:: EXCERPT PROVIDED ::

The fight stayed close throughout the majority of the middle rounds, with both fighters trading momentum, Ennis effective as a counter puncher and Hanshaw finding success when he pressed behind his jab. Late in the fight, though, Ennis began to build up momentum as he pressed the action with effective rights. Going into the last round the fight seemed up for grabs on the cards, but it was Ennis who punctated the fight, dropping Hanshaw with a flush right to the chin. After the mandatory eight-count, Ennis pressed, unloading on his hurt opponent, giving the crowd an exciting ending to a good fight, but he was unable to close the show with a stoppage. All three judges scored the fight for Ennis with scores of 96-94, 95-94, and 96-93.

Portland, Oregon’s Ray Lampkin Jr. is quickly building a large fan following in the region and for good reason: the quick-fisted boxer-brawler makes good fights. Even when facing an out-matched opponent as was the case in his four round swing bout against Anaheim, California’s Joaquin Chavez, the fighter gives his fans excitement.

At the start of the bout, Lampkin (4-0 1KO 137 lbs.) employed a technical approach, using his jab and lateral movement to move in and out of range. For most of the first round he peppered his opponent with quick combinations, before moving out of range to avoid any retaliation, easily taking the round with effective boxing. In the second, though, Lampkin changed his tactics. Instead of staying at a range where he could hit and move, he chose to step in aggressively, unloading with quick power shots. This approach gave Chavez (4-7-2 2KO’s 137.5 lbs.) opportunities to land, and the fans in attendance some great exchanges. For the remainder of the fight Lampkin fought in close, trading hard punches with Chavez and getting the better of it. The difference came down to hand speed. Lampkin, while giving his opponent opportunities to land in close, was simply too quick for Chavez and managed to land first and often throughout the fight. All three judges scored the fight a shutout at 40-36.

Fighting under the tutelage of well known trainer Joe Goossen ,Van Nuys, California’s Maurice Lee (2-0 2KO’s 138 lbs.) made short work of Aberdeen, Washington’s Jeff Hatton (0-1 140 lbs.). Lee, a quick, crafty southpaw, pressed early with a strong jab and hard straight lefts. Mid-way through the first round he buckled the knees of Hatton, sending him reeling to the ropes. Hatton, who was making his professional debut, made it out of the round, but it was clear the bout would not last much longer. In the second round a hard body shot dropped Hatton for an eight count. Seconds later Lee found his mark once again, this time with a right hook, dropping Hatton for a second time. The action resumed, but only long enough for Lee to unload with a vicious left hook, dropping Hatton and prompting the referee to step in and stop the fight. The end came at 2:57 of the second round.

:::

GOAL:
Transcribe the passage of the boxing report that begins at "Portland, Oregon’s Ray" and ends after "his fans excitement.". Base every response solely on the boxing report above.

:: MATERIAL PROVIDED ::

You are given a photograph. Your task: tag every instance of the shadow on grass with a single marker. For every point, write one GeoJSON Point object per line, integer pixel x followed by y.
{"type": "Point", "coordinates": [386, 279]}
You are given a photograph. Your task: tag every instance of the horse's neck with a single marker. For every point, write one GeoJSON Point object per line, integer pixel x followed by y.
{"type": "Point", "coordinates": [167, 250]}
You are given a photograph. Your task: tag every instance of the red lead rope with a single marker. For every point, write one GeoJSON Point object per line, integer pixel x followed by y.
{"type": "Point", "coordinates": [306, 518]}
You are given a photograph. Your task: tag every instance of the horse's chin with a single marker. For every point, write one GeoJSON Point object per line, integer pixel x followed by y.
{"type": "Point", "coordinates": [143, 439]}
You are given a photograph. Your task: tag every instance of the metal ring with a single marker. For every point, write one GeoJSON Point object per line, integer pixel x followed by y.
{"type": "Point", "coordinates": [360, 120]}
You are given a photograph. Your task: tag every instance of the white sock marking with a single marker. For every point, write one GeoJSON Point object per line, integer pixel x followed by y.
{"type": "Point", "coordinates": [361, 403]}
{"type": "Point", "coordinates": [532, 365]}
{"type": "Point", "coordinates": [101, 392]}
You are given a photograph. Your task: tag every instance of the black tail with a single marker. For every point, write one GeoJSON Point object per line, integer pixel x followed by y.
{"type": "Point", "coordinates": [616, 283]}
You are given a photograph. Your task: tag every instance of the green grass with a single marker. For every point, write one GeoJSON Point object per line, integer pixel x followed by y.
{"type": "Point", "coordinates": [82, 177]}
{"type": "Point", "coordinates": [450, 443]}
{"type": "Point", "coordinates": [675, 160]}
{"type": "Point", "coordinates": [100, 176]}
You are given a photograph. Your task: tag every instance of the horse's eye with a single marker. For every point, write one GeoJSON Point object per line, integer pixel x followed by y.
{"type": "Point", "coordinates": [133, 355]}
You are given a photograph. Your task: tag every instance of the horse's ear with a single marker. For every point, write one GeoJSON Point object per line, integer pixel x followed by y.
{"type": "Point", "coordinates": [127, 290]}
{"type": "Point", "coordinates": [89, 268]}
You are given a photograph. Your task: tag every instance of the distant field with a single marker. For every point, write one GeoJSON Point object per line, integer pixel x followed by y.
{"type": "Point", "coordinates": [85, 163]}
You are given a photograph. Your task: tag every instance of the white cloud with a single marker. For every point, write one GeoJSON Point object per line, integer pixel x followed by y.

:::

FINISHED TASK:
Portland, Oregon’s Ray Lampkin Jr. is quickly building a large fan following in the region and for good reason: the quick-fisted boxer-brawler makes good fights. Even when facing an out-matched opponent as was the case in his four round swing bout against Anaheim, California’s Joaquin Chavez, the fighter gives his fans excitement.